----- Material shown

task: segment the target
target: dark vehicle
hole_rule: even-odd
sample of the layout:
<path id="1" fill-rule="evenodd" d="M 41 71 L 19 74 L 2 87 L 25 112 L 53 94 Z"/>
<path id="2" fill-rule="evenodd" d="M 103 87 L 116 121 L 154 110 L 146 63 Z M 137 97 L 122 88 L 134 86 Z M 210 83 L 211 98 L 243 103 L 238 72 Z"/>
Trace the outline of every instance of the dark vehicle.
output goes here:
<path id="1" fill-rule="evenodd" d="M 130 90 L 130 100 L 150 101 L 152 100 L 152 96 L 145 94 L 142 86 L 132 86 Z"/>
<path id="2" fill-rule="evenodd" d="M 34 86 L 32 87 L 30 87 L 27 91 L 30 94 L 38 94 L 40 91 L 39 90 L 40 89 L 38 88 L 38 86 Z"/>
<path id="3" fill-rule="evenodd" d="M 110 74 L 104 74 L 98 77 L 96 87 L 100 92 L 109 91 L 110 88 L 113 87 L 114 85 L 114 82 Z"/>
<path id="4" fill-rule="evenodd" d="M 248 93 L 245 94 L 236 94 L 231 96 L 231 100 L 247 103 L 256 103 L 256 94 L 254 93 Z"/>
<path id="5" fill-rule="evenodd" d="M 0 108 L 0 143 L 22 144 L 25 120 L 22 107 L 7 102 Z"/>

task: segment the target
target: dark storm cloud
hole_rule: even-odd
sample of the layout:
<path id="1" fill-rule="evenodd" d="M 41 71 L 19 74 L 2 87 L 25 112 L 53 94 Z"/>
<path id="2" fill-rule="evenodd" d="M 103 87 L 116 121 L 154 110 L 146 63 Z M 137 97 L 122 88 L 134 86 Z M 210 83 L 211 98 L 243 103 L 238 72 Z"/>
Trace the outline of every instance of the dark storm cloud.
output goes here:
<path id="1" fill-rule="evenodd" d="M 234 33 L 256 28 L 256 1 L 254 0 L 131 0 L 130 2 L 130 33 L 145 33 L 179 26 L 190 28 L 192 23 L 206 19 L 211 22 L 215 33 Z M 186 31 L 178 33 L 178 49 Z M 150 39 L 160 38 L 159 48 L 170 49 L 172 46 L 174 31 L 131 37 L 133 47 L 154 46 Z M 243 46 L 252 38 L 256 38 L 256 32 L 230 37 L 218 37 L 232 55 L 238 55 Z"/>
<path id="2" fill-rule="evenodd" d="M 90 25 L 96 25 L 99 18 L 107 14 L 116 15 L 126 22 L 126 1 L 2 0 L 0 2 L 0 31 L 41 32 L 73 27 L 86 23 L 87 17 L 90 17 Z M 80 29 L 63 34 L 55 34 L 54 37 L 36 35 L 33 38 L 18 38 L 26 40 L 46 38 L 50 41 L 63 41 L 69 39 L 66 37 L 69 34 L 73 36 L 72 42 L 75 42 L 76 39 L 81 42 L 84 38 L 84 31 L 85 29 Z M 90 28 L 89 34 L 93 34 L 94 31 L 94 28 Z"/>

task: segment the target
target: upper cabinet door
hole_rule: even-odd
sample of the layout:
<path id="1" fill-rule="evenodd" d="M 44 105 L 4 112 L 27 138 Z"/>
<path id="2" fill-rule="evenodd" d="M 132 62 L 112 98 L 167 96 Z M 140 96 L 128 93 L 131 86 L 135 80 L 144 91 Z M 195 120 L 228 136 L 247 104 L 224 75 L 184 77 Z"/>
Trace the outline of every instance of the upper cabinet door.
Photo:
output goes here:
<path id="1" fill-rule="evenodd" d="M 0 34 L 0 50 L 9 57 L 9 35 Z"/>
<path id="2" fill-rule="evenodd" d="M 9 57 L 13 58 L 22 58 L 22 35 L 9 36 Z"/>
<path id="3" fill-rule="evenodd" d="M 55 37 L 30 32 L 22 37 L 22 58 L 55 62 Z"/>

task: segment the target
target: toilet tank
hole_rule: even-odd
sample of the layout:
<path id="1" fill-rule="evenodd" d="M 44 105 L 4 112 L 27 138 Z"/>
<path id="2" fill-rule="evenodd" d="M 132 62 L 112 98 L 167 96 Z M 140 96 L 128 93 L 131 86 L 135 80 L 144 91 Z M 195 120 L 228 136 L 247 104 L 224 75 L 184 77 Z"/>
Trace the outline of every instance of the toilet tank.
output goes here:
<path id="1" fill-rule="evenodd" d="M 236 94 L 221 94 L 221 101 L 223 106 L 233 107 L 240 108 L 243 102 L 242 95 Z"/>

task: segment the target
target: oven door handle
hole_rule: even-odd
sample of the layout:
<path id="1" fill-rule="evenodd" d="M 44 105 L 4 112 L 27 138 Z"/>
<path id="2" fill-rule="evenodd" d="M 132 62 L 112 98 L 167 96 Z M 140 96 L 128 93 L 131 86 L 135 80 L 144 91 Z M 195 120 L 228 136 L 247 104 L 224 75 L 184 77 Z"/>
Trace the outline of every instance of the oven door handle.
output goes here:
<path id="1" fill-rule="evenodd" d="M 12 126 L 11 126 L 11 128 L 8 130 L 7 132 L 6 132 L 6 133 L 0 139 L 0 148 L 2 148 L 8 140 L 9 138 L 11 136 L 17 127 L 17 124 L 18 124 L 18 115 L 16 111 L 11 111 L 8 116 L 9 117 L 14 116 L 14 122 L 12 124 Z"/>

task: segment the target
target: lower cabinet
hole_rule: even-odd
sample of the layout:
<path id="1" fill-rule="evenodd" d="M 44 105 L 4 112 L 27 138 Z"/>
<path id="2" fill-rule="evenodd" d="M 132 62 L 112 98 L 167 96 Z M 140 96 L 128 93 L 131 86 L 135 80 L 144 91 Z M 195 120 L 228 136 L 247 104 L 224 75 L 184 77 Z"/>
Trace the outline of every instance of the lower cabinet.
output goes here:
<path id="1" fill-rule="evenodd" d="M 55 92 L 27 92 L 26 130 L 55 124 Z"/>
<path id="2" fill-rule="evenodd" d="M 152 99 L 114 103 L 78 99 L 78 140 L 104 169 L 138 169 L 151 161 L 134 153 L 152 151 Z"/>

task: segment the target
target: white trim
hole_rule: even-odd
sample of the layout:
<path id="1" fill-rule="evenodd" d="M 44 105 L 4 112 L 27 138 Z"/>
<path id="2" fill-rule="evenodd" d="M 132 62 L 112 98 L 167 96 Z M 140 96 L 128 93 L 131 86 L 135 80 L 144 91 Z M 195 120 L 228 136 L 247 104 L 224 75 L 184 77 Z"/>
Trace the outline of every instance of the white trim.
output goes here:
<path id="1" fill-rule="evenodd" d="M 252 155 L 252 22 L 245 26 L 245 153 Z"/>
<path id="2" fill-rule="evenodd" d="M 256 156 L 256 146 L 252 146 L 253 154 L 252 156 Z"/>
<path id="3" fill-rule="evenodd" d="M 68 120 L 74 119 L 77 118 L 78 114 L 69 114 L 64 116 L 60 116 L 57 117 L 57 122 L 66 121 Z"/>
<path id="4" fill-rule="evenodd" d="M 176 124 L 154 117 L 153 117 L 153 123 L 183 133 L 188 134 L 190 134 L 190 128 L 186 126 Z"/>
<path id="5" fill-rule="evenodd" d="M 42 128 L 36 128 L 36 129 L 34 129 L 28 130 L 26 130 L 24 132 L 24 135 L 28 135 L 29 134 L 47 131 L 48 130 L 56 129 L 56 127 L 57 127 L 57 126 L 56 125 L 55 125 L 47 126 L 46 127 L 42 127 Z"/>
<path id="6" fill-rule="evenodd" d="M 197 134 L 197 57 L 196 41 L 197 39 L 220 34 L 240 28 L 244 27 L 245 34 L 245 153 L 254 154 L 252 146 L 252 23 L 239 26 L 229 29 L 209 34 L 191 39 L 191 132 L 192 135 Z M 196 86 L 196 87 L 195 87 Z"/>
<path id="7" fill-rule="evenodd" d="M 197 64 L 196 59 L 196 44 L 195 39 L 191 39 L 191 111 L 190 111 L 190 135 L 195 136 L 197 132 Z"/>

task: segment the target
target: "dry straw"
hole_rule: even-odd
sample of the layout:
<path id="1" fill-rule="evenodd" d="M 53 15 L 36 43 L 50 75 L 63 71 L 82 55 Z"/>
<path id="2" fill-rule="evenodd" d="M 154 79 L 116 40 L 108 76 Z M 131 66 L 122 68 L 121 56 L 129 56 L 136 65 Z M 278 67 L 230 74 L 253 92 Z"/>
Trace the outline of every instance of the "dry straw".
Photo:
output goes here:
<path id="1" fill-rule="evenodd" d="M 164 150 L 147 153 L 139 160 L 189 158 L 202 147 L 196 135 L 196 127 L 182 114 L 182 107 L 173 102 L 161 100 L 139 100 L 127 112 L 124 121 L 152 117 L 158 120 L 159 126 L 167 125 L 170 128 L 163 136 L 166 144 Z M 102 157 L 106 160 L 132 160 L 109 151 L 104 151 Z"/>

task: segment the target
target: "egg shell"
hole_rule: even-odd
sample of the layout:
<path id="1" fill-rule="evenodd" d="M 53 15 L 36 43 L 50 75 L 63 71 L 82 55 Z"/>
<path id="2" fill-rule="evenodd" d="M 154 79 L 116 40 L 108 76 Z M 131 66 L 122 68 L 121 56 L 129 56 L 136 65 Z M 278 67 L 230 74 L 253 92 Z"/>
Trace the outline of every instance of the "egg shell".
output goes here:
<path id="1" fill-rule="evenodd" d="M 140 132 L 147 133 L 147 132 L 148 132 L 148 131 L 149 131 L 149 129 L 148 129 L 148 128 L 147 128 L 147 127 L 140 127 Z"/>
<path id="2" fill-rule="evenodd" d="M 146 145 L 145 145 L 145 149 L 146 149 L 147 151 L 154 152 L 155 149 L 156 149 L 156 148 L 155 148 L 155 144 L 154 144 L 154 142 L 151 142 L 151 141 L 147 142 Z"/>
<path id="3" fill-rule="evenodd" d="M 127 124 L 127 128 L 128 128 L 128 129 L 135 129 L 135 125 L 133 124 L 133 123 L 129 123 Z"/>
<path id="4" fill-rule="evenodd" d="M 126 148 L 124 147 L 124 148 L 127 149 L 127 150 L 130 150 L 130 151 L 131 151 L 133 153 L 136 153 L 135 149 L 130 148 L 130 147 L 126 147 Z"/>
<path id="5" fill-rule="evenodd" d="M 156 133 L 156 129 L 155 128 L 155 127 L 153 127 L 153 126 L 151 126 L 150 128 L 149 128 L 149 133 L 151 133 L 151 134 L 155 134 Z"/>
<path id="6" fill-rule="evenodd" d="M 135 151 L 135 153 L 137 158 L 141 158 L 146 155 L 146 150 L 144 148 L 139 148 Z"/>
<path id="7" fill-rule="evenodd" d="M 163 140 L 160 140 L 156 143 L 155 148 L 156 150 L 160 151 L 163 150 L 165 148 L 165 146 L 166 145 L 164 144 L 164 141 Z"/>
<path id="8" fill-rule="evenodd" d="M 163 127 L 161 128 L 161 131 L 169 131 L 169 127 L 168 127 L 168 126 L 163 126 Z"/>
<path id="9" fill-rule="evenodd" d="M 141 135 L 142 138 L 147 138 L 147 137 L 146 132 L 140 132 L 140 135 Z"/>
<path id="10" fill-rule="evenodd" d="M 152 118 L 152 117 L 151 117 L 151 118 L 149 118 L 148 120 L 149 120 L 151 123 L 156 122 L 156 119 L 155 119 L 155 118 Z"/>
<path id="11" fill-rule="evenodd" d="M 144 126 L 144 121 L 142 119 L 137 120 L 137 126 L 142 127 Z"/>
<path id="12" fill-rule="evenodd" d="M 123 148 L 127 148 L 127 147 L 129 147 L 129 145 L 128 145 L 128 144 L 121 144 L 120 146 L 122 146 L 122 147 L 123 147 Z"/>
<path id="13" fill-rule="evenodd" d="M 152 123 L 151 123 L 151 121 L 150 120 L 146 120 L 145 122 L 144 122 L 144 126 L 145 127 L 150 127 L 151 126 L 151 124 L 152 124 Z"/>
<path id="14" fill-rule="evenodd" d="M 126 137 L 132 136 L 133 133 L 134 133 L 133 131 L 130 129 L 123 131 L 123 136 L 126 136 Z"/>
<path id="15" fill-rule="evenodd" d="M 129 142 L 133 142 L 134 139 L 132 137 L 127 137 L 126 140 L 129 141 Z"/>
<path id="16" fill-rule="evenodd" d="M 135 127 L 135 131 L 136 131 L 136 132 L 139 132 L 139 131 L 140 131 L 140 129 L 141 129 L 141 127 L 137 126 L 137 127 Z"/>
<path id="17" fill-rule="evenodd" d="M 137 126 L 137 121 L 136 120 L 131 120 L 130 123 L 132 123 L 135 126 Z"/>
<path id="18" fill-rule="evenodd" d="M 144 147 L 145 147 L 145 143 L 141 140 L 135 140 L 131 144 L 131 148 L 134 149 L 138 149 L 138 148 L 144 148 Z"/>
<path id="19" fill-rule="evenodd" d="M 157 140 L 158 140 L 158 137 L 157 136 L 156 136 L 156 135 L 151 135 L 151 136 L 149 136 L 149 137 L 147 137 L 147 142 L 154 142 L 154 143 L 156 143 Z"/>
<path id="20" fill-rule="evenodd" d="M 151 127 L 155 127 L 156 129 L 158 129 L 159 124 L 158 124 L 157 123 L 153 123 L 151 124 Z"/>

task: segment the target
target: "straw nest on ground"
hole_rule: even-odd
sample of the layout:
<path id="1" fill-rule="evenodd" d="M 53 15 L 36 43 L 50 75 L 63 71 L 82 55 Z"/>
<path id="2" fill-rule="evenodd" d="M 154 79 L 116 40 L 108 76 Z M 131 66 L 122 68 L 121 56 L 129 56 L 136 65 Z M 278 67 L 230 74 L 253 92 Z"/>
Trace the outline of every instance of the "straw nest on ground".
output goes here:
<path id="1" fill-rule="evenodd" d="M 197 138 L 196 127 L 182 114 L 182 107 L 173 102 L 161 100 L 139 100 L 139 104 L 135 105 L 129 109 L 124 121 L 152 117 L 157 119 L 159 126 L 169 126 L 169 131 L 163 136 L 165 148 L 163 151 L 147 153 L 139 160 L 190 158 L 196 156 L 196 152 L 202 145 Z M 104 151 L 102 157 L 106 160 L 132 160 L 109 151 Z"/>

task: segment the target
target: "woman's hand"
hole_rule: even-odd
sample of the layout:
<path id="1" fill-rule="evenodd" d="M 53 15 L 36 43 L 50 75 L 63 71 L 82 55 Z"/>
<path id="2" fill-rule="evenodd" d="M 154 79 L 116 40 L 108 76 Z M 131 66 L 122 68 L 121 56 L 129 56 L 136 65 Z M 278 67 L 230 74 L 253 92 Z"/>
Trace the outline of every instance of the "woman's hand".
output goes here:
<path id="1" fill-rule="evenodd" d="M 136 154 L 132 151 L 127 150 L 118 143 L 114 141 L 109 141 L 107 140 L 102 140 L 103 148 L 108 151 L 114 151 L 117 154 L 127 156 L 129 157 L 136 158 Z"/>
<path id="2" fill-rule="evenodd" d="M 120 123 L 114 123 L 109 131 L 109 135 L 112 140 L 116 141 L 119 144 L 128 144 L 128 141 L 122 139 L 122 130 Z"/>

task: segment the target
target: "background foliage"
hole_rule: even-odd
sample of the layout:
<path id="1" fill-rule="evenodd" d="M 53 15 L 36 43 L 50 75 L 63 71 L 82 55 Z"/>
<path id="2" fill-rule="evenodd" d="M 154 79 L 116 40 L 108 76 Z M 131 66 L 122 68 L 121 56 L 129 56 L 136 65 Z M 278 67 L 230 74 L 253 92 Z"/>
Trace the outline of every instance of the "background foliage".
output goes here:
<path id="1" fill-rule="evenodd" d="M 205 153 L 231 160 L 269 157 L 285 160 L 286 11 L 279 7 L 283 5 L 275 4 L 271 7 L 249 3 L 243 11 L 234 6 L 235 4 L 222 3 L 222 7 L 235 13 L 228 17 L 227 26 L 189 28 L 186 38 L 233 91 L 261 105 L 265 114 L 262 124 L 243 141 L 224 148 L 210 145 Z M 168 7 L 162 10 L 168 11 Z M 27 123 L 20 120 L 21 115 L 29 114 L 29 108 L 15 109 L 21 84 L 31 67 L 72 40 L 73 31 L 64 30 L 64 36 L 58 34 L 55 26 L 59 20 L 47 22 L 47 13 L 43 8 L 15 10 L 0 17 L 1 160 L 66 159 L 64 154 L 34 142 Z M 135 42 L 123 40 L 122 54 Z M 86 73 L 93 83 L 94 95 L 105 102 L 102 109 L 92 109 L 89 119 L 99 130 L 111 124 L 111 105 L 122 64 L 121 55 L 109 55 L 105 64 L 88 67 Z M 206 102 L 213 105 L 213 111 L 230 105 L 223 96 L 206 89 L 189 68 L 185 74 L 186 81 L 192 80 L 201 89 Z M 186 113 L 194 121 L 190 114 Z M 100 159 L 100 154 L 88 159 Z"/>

----------

Work to be completed
Copy out the records from the first line through the line containing "34 86 L 32 87", including that line.

Solution
task: segment the target
target: dark vehicle
hole_rule: even-odd
sample of the layout:
<path id="1" fill-rule="evenodd" d="M 41 71 L 19 74 L 2 87 L 25 112 L 53 94 Z"/>
<path id="2" fill-rule="evenodd" d="M 103 87 L 116 121 L 154 110 L 146 63 Z M 137 97 L 122 88 L 134 86 Z M 210 83 L 211 98 L 243 103 L 238 72 Z"/>
Trace the outline of every instance of the dark vehicle.
output goes here:
<path id="1" fill-rule="evenodd" d="M 130 90 L 130 100 L 150 101 L 152 100 L 152 96 L 145 94 L 142 86 L 132 86 Z"/>
<path id="2" fill-rule="evenodd" d="M 34 86 L 32 87 L 30 87 L 27 91 L 30 94 L 38 94 L 40 91 L 39 90 L 40 89 L 38 88 L 38 86 Z"/>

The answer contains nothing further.